Start of DATA RECORDS

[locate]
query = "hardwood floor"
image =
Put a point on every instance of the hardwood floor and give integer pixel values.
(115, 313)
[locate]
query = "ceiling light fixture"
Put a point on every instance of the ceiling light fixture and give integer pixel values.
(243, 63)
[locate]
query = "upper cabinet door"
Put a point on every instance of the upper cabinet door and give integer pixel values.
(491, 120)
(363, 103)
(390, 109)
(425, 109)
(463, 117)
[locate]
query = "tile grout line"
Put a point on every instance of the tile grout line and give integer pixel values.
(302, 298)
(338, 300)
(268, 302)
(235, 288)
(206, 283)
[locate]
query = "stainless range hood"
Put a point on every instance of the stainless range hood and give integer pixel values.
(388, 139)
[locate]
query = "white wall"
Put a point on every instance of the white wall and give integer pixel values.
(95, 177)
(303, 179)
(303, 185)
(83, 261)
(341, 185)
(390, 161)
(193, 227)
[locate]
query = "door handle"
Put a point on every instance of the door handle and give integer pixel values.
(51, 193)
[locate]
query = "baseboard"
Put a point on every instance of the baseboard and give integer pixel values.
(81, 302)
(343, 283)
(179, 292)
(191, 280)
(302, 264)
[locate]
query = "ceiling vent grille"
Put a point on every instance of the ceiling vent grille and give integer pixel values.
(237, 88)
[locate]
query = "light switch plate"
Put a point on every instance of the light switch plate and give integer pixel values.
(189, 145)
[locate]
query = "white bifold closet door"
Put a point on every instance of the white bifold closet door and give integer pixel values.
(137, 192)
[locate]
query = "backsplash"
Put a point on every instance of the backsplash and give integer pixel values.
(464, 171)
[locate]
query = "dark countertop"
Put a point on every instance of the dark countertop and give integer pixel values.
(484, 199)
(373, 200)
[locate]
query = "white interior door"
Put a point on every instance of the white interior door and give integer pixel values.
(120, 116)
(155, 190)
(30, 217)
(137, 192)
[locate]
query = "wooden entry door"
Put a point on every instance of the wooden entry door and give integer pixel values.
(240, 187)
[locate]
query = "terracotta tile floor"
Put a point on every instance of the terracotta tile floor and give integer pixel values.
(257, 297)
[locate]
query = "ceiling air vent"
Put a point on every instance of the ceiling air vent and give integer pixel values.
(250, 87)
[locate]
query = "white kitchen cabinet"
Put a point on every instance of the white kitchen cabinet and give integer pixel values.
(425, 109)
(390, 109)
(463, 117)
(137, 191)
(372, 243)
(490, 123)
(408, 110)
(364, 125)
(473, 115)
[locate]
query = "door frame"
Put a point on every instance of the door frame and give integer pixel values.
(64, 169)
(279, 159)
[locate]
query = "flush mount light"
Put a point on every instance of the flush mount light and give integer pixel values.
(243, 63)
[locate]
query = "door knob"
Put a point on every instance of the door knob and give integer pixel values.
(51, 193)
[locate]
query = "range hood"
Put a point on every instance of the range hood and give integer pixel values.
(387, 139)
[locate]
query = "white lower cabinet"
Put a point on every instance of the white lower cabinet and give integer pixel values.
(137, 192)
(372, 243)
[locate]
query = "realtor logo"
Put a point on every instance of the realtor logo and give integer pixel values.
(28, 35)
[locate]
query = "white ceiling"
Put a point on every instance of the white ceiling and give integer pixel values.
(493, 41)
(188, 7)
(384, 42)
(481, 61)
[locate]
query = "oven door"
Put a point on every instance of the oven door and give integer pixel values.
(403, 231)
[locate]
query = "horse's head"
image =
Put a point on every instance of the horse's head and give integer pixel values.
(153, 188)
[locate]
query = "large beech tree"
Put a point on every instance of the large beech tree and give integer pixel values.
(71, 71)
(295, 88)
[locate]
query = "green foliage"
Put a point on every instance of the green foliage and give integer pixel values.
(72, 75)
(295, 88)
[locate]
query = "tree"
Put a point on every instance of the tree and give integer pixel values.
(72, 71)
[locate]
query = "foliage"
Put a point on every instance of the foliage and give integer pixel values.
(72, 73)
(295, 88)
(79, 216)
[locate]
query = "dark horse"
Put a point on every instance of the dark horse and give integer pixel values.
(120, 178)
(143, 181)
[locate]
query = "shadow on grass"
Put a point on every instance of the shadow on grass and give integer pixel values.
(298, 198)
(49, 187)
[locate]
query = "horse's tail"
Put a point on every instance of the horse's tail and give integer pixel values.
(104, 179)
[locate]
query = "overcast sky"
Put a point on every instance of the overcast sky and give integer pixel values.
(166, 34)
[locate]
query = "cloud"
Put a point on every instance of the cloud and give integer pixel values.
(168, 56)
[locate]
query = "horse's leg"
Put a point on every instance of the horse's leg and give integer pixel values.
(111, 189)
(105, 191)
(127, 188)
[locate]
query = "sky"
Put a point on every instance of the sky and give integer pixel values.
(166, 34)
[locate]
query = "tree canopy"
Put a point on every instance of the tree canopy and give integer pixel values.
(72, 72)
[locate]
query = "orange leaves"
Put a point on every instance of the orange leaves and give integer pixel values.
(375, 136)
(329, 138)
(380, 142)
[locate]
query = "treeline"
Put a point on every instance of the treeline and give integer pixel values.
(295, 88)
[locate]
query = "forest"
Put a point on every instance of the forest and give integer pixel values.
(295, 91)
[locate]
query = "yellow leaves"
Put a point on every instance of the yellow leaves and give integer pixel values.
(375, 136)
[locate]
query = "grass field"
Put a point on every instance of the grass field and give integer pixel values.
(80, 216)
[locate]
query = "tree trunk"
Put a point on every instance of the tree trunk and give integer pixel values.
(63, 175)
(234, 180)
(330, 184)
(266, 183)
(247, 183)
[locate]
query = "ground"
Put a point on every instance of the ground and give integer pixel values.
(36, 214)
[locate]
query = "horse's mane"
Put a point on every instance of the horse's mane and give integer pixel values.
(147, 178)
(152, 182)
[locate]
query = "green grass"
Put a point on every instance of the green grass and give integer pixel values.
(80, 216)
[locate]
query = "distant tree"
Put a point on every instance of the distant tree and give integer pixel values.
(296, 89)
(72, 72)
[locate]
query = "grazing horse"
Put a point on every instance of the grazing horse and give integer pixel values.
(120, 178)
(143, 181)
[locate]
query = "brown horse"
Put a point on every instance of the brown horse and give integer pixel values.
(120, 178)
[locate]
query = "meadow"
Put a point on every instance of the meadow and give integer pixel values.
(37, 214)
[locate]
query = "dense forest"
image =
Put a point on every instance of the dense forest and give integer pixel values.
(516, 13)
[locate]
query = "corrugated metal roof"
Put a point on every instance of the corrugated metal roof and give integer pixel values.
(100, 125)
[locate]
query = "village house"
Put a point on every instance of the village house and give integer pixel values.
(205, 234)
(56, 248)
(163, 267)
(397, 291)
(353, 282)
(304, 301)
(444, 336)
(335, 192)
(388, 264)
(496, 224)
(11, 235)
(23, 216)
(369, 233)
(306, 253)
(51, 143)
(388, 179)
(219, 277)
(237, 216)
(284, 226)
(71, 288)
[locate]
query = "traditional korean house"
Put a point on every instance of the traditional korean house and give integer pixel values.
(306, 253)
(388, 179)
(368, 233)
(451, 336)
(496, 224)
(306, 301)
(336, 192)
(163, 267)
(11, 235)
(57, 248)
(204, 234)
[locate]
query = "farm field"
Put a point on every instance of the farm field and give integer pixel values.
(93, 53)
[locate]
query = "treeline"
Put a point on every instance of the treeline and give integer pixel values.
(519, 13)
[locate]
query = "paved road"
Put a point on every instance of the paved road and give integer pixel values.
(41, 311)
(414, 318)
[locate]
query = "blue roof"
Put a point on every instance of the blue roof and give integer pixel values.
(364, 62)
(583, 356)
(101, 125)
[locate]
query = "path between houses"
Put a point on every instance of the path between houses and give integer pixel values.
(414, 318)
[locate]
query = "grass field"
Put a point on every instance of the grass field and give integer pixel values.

End of DATA RECORDS

EXERCISE AIM:
All of the material above needs to be output exactly, with no line left out.

ANSWER:
[locate]
query = "hardwood floor"
image =
Put a point on every instance of the hardwood floor and give integer pixel values.
(115, 313)
[locate]
query = "ceiling light fixture"
Put a point on every instance of the ceiling light fixture and give integer pixel values.
(243, 63)
[locate]
query = "upper cabinet door"
Put a point on every instance of the upper cabinet door and give integer pixel values.
(491, 120)
(363, 103)
(390, 109)
(425, 109)
(463, 117)
[locate]
query = "tile grout line"
Put a point on every instance of the tile grout line and give integer pixel values.
(302, 298)
(338, 300)
(268, 302)
(235, 288)
(206, 283)
[locate]
query = "stainless range hood"
Put a point on every instance of the stainless range hood and give integer pixel values.
(388, 139)
[locate]
query = "white wall"
Put a point on every instance of the white wall and give integer pixel values.
(95, 177)
(303, 179)
(303, 185)
(83, 261)
(341, 185)
(390, 161)
(193, 227)
[locate]
query = "door handle"
Put a point on every instance of the door handle and give integer pixel values.
(51, 193)
[locate]
query = "baseboard"
Put a point on every instance of the baseboard and give integer pixel values.
(81, 302)
(343, 283)
(179, 292)
(191, 280)
(302, 264)
[locate]
query = "ceiling vent grille"
Put a point on every instance of the ceiling vent grille and give integer pixel values.
(237, 88)
[locate]
query = "light switch plate"
Put a point on every instance of the light switch plate and give integer pixel values.
(189, 145)
[locate]
query = "white bifold closet door"
Put a point on every instance of the white bifold closet door and give integer pixel values.
(137, 192)
[locate]
query = "backsplash"
Put a point on every instance of the backsplash and give integer pixel values.
(464, 171)
[locate]
query = "dark countertop"
Put a point on every instance of the dark countertop and give integer pixel values.
(484, 199)
(373, 200)
[locate]
query = "white interior door"
Put a point on every instance of the white interior door and give integer pixel values.
(120, 116)
(155, 190)
(30, 217)
(137, 192)
[locate]
query = "wooden entry door"
Put a point on every instance of the wooden entry door and give integer pixel values.
(240, 187)
[locate]
query = "terracotta tile floor"
Put a point on every instance of the terracotta tile floor and give integer pixel values.
(257, 297)
[locate]
query = "ceiling air vent"
Put a point on every instance of the ceiling air vent and give integer pixel values.
(250, 87)
[locate]
query = "white kitchen cabinet"
Put a point on every instance of the white kitchen cabinet and give integer pixel values.
(425, 109)
(390, 109)
(463, 117)
(137, 191)
(372, 243)
(490, 123)
(408, 110)
(364, 125)
(473, 115)
[locate]
query = "door frame"
Put a point on every instance of the door frame and give integer pixel values.
(64, 169)
(279, 159)
[locate]
query = "flush mount light"
Put a point on every instance of the flush mount light and give integer pixel values.
(243, 63)
[locate]
query = "door knob"
Put a point on every instance of the door knob and give integer pixel values.
(51, 193)
[locate]
query = "range hood"
Put a point on every instance of the range hood and give integer pixel values.
(387, 139)
[locate]
query = "white lower cabinet"
Put a point on every instance of the white lower cabinet and give integer pixel values.
(137, 192)
(372, 243)
[locate]
query = "realtor logo"
Put a point on every instance of the realtor logo and give integer pixel values.
(28, 35)
[locate]
query = "white ceiling"
Put a point on every instance of the white ceiling and give integer pixel values.
(493, 41)
(188, 7)
(384, 42)
(481, 61)
[locate]
query = "oven door"
Put a point on every instance of the oven door and give integer pixel values.
(403, 231)
[locate]
query = "horse's head"
image =
Put a point on every instance of the horse's head and give integer pixel values.
(153, 188)
[locate]
query = "large beech tree"
Put a point on every instance of the large beech tree and give integer pixel values.
(71, 71)
(295, 88)
[locate]
query = "green foliage"
Put a point on every instance of the green foliage and give integer pixel values.
(72, 75)
(295, 88)
[locate]
query = "tree"
Put a point on every instance of the tree and give integer pixel values.
(72, 71)
[locate]
query = "foliage"
Put a point on every instance of the foliage and give integer pixel values.
(72, 73)
(295, 88)
(79, 216)
[locate]
query = "dark horse"
Put a point on every instance of the dark horse and give integer pixel values.
(120, 178)
(143, 181)
[locate]
query = "shadow on grass"
Put a point on every instance of the shadow on grass and give integer pixel values.
(298, 198)
(49, 187)
[locate]
query = "horse's tail"
Put a point on every instance of the horse's tail and give integer pixel values.
(104, 179)
[locate]
query = "overcast sky"
Put a point on every instance of the overcast sky and give integer pixel values.
(166, 34)
[locate]
query = "cloud"
Put a point on every instance of the cloud and give integer pixel values.
(168, 56)
[locate]
query = "horse's leg"
Put a point on every instance of the horse's leg and give integer pixel values.
(111, 189)
(105, 191)
(127, 188)
[locate]
query = "sky"
Put a point on every instance of the sky and give integer pixel values.
(166, 34)
[locate]
query = "tree canopy"
Put a point on every instance of the tree canopy and give integer pixel values.
(72, 72)
[locate]
query = "orange leaves"
Put a point on every instance of the orange leaves and give integer pixel values.
(375, 136)
(329, 138)
(380, 142)
[locate]
query = "treeline"
Put a point on every instance of the treeline and give integer pixel values.
(295, 88)
[locate]
query = "forest"
Put a point on every instance of the forest and give integer pixel values.
(295, 91)
[locate]
query = "yellow leaves"
Put a point on every instance of the yellow leaves and give integer pixel values.
(375, 136)
[locate]
query = "grass field"
Put a point on every instance of the grass field and give integer pixel values.
(80, 216)
[locate]
query = "tree trunk"
Put a point on every instance of the tree trunk and give integer pixel values.
(63, 175)
(234, 180)
(330, 184)
(266, 183)
(247, 183)
[locate]
query = "ground"
Put a point on every instance of the ground and give integer pixel values.
(36, 214)
[locate]
query = "horse's mane"
Put a point on every instance of the horse's mane and give integer pixel values.
(147, 178)
(152, 182)
[locate]
query = "green grass"
Put a point on every instance of the green grass and give integer pixel values.
(80, 216)
[locate]
query = "distant tree"
Put a point on every instance of the distant tree and give integer pixel values.
(296, 89)
(72, 72)
[locate]
query = "grazing horse"
Put a point on every instance of the grazing horse and give integer pixel values.
(120, 178)
(143, 181)
[locate]
query = "brown horse"
Put a point on every instance of the brown horse and give integer pixel values.
(120, 178)
[locate]
query = "meadow"
Put a point on every instance of the meadow and give integer pixel values.
(37, 214)
[locate]
query = "dense forest"
image =
Put a point on every instance of the dense forest and give integer pixel values.
(516, 13)
[locate]
query = "corrugated metal roof"
Put a point on every instance of the corrugated metal roof and give integer pixel values.
(100, 125)
[locate]
query = "village house"
Put a point on every instance of the village house and give integer pixel values.
(205, 234)
(56, 248)
(163, 267)
(397, 291)
(353, 282)
(304, 301)
(444, 336)
(335, 192)
(388, 264)
(496, 224)
(11, 235)
(23, 216)
(369, 233)
(306, 253)
(51, 143)
(388, 179)
(219, 277)
(237, 216)
(284, 226)
(71, 288)
[locate]
query = "traditional korean house"
Put a point on every instance of the traditional korean house and give integer pixel values.
(306, 253)
(388, 179)
(368, 233)
(451, 336)
(496, 224)
(306, 301)
(336, 192)
(163, 267)
(11, 235)
(57, 248)
(204, 234)
[locate]
query = "farm field"
Put a point on every instance of the farm field and give integer pixel values.
(93, 53)
[locate]
query = "treeline"
Put a point on every instance of the treeline and give integer pixel values.
(519, 13)
[locate]
query = "paved road"
Put a point on every instance of the paved road and give integer pixel values.
(41, 311)
(414, 318)
[locate]
query = "blue roof"
Put a point on every instance of the blue roof and give integer pixel values.
(364, 62)
(583, 356)
(101, 125)
[locate]
query = "path between houses"
Put a point on every instance of the path between houses and give integer pixel values.
(414, 318)
[locate]
query = "grass field"
Put a point on every instance of the grass field and give integer pixel values.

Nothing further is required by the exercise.